_Exercise_
What is needed is a single figure: how many lines of the records below contain the word "identify".

(Photo-based referring expression data)
▬▬▬▬▬▬▬▬▬▬
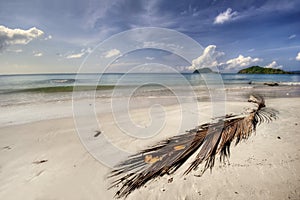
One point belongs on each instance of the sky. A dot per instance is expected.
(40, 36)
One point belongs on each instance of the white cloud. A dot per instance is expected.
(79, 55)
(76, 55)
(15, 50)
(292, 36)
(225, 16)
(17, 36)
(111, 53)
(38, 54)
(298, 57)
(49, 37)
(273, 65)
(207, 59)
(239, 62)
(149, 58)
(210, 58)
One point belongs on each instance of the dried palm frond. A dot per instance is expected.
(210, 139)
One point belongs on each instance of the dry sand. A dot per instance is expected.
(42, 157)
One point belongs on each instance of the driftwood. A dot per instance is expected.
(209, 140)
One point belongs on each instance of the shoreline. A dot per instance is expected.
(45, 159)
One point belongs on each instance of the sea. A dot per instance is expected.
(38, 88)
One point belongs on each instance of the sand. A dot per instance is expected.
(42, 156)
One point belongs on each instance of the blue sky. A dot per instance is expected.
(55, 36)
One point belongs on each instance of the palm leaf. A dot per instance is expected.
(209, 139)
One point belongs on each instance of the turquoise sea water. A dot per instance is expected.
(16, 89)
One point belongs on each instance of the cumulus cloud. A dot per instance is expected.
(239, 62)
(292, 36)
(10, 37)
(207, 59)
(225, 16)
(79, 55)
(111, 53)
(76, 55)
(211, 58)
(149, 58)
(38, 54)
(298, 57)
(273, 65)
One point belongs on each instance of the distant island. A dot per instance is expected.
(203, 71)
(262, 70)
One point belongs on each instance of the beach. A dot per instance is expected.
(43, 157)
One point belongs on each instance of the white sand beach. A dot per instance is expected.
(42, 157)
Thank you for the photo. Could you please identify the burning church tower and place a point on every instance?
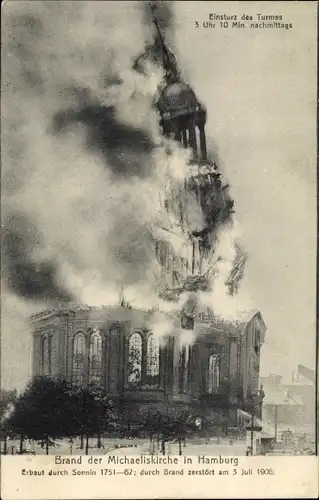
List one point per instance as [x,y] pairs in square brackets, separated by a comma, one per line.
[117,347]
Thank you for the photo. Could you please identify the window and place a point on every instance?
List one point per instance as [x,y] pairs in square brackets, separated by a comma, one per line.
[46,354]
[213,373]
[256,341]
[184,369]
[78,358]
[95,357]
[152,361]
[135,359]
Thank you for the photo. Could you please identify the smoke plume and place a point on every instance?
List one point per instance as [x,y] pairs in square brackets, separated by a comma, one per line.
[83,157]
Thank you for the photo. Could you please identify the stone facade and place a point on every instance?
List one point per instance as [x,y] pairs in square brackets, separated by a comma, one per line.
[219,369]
▬▬▬▬▬▬▬▬▬▬
_Written answer_
4